• Work required
Scan the entries below for the word "gray". Copy each line that has it.

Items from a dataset
_ _ _ _ _

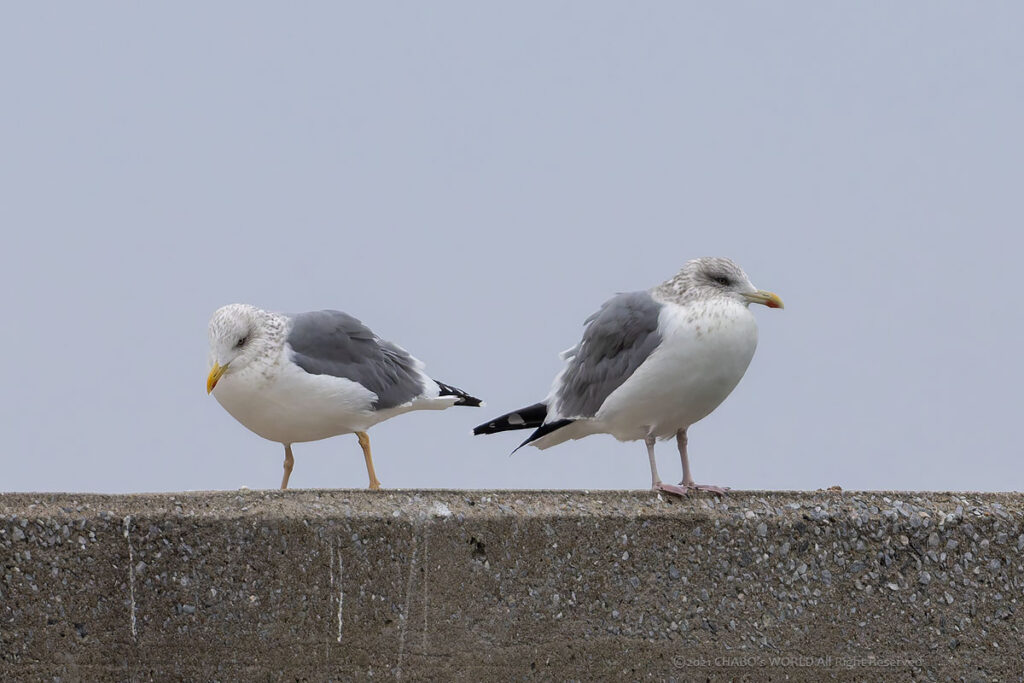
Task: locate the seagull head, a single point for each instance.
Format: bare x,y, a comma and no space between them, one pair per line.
717,275
236,338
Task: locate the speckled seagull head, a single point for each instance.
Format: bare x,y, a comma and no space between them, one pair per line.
239,334
711,276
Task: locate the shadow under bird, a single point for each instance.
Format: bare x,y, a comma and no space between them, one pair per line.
304,377
651,364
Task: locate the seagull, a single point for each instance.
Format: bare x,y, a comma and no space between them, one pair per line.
295,378
651,364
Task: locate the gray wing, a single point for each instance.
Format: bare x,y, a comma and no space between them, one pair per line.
616,341
329,342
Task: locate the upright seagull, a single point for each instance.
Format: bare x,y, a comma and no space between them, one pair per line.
651,364
310,376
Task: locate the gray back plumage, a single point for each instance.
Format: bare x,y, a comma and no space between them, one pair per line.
330,342
616,340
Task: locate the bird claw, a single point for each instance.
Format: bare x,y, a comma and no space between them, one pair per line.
682,489
718,491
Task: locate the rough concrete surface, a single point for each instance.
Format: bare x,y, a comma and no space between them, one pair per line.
450,585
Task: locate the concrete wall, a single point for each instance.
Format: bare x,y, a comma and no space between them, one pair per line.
318,585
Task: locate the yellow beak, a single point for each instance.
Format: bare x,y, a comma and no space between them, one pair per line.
769,299
215,374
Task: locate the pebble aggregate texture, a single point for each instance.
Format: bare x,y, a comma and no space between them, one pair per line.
455,585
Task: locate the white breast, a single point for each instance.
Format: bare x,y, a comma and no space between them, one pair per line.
705,350
284,403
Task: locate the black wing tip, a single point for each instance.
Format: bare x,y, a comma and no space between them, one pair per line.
525,418
463,397
544,430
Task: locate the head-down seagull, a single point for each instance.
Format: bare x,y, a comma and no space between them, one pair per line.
294,378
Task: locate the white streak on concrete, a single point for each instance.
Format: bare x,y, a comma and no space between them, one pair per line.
131,577
426,587
341,593
404,616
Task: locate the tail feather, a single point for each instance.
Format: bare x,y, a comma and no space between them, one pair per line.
530,417
464,398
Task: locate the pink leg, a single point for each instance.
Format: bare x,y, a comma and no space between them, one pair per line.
687,482
655,480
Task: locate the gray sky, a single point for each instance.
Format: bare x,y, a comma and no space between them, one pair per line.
472,180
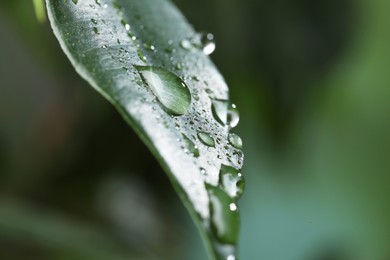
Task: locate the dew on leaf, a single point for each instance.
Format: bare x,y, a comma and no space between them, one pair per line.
169,89
233,116
206,139
192,148
208,44
235,140
224,221
231,181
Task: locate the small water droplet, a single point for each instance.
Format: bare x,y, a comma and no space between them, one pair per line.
169,89
206,139
179,66
233,116
224,222
231,257
235,140
186,44
192,148
232,181
208,44
233,206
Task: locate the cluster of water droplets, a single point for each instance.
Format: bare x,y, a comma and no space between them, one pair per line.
202,41
208,130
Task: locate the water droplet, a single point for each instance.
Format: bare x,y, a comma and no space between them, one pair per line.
224,222
233,116
141,55
186,44
235,140
192,148
208,44
169,89
233,206
179,66
206,139
232,181
219,108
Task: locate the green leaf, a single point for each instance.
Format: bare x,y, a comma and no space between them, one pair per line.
152,66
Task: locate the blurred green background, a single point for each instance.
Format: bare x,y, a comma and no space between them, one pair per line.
312,82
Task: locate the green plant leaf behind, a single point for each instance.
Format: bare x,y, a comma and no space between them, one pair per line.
153,67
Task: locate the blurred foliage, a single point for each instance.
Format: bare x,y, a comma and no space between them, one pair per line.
312,84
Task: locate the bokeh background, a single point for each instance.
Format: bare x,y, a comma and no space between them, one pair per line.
312,82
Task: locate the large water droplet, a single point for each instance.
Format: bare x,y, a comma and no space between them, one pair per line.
232,181
224,221
233,117
186,44
235,140
208,44
192,148
206,139
169,89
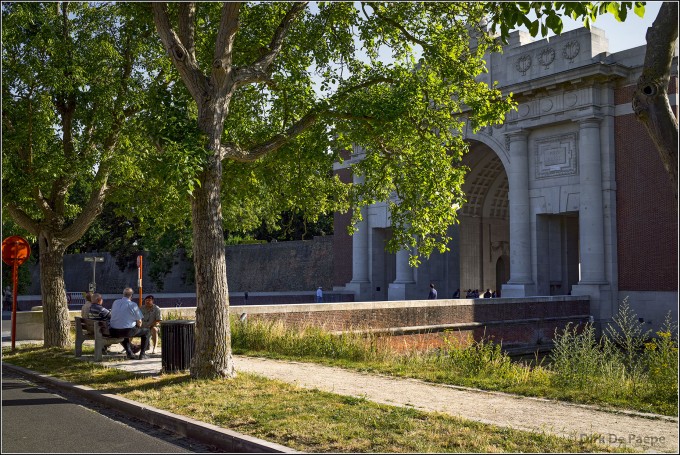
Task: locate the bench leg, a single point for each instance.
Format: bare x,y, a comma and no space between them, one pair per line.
98,346
79,342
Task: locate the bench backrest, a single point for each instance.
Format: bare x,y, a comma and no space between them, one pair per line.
75,297
85,324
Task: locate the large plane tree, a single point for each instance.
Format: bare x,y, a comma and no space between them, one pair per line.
290,83
72,84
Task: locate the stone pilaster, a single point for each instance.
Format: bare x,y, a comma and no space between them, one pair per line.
520,282
398,289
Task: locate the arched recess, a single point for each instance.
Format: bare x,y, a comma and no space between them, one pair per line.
484,230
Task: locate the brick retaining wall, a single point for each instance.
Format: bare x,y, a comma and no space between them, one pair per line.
414,324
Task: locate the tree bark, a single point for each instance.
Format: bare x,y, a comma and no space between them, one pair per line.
212,356
650,99
53,290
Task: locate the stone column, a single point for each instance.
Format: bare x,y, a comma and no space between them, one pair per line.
520,217
361,283
404,277
591,216
360,250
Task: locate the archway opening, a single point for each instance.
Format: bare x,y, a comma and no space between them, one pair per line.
484,229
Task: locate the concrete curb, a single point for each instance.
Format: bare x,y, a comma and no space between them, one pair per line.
223,439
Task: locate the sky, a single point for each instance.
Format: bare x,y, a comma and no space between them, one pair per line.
621,35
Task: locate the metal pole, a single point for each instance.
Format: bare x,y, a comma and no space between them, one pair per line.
94,279
140,279
15,282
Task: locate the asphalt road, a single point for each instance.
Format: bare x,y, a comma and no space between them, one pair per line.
36,420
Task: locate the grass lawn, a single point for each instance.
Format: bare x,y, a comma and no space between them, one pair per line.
305,420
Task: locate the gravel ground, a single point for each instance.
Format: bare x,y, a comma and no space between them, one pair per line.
645,432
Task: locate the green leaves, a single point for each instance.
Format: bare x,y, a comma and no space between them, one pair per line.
509,15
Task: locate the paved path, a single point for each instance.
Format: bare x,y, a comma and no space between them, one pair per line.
646,433
34,420
640,431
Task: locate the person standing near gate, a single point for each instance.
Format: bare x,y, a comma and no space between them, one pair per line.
151,320
126,322
433,293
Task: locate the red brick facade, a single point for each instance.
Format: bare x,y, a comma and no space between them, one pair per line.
425,324
646,209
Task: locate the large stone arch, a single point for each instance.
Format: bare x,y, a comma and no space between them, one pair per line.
483,232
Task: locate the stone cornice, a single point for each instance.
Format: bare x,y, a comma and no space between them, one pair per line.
583,75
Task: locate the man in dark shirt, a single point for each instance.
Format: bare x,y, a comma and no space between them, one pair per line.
433,293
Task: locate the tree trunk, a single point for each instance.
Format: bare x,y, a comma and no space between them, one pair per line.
212,356
650,99
55,307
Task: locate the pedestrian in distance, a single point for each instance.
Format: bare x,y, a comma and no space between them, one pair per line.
433,293
151,319
126,322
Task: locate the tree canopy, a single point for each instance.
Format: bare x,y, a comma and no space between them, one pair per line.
73,79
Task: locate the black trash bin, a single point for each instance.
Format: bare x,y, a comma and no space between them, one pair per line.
178,345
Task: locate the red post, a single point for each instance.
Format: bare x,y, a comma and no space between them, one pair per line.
15,290
15,251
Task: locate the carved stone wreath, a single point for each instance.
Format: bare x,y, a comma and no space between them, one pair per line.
546,57
523,64
571,50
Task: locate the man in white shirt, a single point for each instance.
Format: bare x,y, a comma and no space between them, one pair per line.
126,322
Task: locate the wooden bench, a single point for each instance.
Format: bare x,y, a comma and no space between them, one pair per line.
100,335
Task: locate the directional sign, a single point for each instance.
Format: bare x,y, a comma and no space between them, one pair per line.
94,259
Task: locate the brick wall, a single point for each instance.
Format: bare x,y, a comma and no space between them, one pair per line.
526,321
647,224
274,267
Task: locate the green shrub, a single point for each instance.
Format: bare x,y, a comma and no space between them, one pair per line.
661,361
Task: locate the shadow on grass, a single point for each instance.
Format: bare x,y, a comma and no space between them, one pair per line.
62,364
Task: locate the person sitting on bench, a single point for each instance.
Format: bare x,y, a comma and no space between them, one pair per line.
126,322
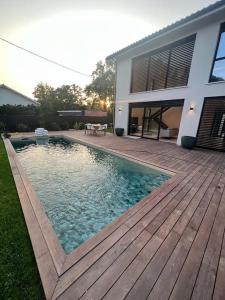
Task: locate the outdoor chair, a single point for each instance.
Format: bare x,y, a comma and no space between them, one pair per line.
88,128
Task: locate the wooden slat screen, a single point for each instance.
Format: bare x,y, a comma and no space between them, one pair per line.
208,135
163,68
158,70
180,63
140,70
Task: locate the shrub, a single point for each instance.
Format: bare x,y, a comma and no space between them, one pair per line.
2,127
7,135
22,127
188,142
79,126
65,125
54,126
119,131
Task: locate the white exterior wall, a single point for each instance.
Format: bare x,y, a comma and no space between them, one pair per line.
9,97
198,87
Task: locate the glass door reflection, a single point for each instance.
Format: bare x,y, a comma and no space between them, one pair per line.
151,122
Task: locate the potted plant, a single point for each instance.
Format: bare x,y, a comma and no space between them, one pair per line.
6,135
119,131
188,142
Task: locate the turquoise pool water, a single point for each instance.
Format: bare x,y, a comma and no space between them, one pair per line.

_ _ _ _ _

• Solution to this task
Task: locate the gray wing, a single point for each instance.
Task: locate the gray back plumage, a single point for each instance.
Task: locate the gray sky, a single point for each instance.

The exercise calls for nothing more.